● What you need to do: Could you rewrite all of the lines below, requests included, with every point coordinate in the answers multiplied by 1.7 and rounded to a whole number, halves going up? Leave the pictures out of your answer.

● Input for this task:
◆ ◆ ◆ ◆ ◆

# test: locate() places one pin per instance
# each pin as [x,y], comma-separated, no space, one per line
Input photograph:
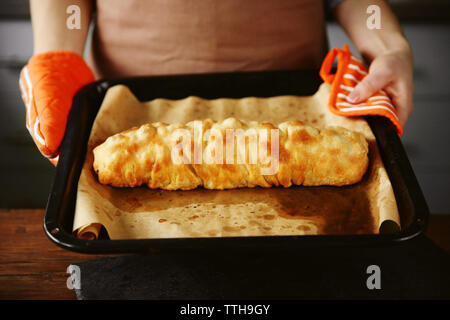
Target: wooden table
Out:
[32,267]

◆ ◆ ◆ ◆ ◆

● Answer to this problem:
# test: locate() places one pin per instance
# each pin as [x,y], comma-separated, no space, one per line
Input photograph:
Target: wooden table
Out:
[54,454]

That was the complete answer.